(Texte)

>>

Le Canton Labadie dans la mire de la Grande pelle ?

La Faucheuse était jadis la personnification de la Mort qui frappait sans discernement les pauvres mortels. Aujourd’hui dans notre milieu urbain, la Faucheuse est apparue sous la forme d’une Grande pelle mécanique pour servir lors de la destruction d’immeubles dont la valeur économique a été trouvée fortement dépréciée, ou insuffisante.

La ville de Lévis a accordé ce printemps un mandat à une firme d’experts pour faire l’évaluation architecturale de toutes les propriétés du Canton Labadie, un faubourg situé au pied de la Côte du Passage.  Il importe de nous rappeler ce que représente cet endroit dans notre histoire collective. À cet effet, le Comité de Quartier du Vieux-Lévis (CQVL) a entrepris de faire connaître cet endroit. Nous publions intégralement l’article signé Pierre Roy et publié dans la revue La Seigneurie de Lauzon (SHRL) dans son numéro 4, décembre 1980 :

Jean-Baptiste (Batoche) Samson et le « Canton à Batoche »

Par Pierre Roy

Une coopérative de logements, récemment formée, à Lévis porte le nom de coopérative du Canton Batoche. Qui était ce « Batoche » et où se trouve ce Canton ?

Ce Canton, qu’on désigne quelquefois aussi sous le nom de Canton Labadie, est situé dans la partie la plus pittoresque de Lévis. Du Canton à Batoche on a une vue magnifique de Québec et de toute la rade. Ce coin de terre qui dominait la falaise, enclavé entre la rue Henry, la côte Labadie et un ruisseau qui coule à trente pas de la rue Wolfe, finit par prendre le nom de Canton Labadie ou de  « Canton à Batoche ». (Pierre-Georges Roy, Dates Lévisiennes)


Le Canton à Batoche était habité, il y a plus de cent ans, par Jean-Baptiste Samson que les gens appelaient familièrement Batoche. C’est lui qui a légué son surnom au Canton en question. Batoche était un amateur de chiens et il en gardait continuellement plusieurs. Le 14 août 1865, le Conseil de ville de Lévis adoptait la résolution suivante : « Résolu que vu le grand nombre de plaintes réitérées à diverses reprises relativement aux chiens de J.-Baptiste Samson (Batoche)  des mesures soient prises pour les faire enfermer ou tuer par l’ordre de la Corporation. » (P.-G. Roy, Dates Lévisiennes)

<<

(Consigne)
Poursuivez le texte sur le Canton à Batoche en reprenant juste après sa dernière phrase.

(Jeu de données)
>>

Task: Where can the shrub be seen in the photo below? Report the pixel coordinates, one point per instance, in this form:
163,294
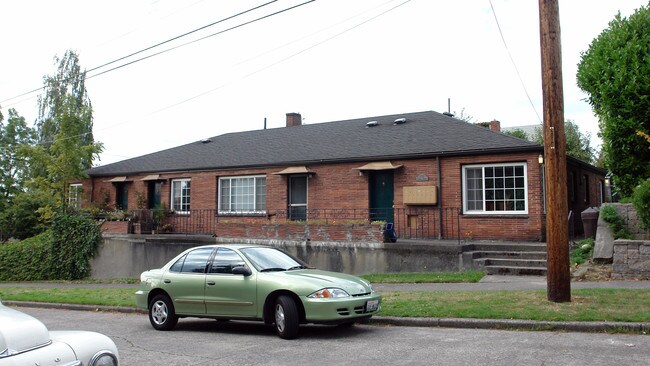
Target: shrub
74,241
582,252
26,260
615,222
641,202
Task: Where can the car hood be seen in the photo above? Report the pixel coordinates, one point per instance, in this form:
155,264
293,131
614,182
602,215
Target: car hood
20,332
323,279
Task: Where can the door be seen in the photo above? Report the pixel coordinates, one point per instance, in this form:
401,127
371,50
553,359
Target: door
298,197
228,294
154,193
121,196
381,195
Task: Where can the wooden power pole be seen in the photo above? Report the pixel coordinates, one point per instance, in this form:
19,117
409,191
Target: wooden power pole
557,222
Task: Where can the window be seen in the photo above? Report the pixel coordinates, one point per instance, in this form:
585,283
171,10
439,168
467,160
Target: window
74,196
225,261
180,195
496,188
195,261
242,195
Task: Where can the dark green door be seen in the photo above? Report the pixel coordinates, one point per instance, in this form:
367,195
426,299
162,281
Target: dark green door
381,195
154,194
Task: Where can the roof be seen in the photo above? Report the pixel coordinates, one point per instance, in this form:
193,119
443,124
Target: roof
423,134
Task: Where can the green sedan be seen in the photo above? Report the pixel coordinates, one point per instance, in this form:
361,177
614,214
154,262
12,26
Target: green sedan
252,282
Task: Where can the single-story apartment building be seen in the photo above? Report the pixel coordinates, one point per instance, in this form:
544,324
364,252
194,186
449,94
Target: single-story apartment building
428,174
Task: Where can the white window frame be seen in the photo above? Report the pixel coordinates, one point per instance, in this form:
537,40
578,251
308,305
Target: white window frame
482,189
74,195
184,199
231,211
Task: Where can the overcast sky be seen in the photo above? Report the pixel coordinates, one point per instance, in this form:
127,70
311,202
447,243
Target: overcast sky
328,60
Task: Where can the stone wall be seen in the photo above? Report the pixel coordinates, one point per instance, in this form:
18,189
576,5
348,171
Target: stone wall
126,256
631,259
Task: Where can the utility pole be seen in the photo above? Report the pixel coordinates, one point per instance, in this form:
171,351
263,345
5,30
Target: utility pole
557,223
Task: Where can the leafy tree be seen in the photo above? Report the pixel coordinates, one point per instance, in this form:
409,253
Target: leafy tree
66,146
517,132
615,73
578,144
13,165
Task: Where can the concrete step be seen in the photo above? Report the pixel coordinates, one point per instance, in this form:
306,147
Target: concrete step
506,247
532,263
505,254
517,271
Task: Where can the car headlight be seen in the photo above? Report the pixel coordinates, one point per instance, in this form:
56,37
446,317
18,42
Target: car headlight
329,293
103,358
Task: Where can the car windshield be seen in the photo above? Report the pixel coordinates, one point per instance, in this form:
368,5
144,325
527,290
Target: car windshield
271,259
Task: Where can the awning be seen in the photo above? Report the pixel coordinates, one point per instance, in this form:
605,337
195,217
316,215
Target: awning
118,180
152,177
379,165
294,170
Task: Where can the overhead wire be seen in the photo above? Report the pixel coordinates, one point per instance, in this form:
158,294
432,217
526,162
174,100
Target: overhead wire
523,85
153,46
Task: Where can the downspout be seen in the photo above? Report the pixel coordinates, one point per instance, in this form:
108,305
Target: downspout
439,199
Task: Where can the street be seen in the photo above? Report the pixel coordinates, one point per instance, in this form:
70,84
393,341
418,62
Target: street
208,342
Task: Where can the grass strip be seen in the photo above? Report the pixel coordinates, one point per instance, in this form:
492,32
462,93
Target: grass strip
444,277
620,305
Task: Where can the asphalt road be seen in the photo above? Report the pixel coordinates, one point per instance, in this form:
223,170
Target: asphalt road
207,342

<<

(Réponse)
« Ce Canton Labadie ou Canton à Batoche, si pauvre et si dénudé, qui gâta les plans du Seigneur Caldwell, fut dès le commencement l’endroit de prédilection que choisirent les fameux canotiers de la Pointe-Lévy. Les Labadie et les Samson se fixaient au hasard de leurs caprices, suivant que cela leur disait, dans des cabanons chétifs et misérables. Les premiers qui vinrent eurent encore un peu d’espace, un jardinet grand comme la main où picoraient des poules et se vautraient des pourceaux, mais bientôt les enfants grandirent et chacun se découpa une tranche de plus et plus mince, si bien qu’à la fin les maisons se pressèrent les unes contre les autres laissant à peine un étroit sentier pour circuler. (J.-Edmond Roy, Histoire de la Seigneurie de Lauzon-HSL)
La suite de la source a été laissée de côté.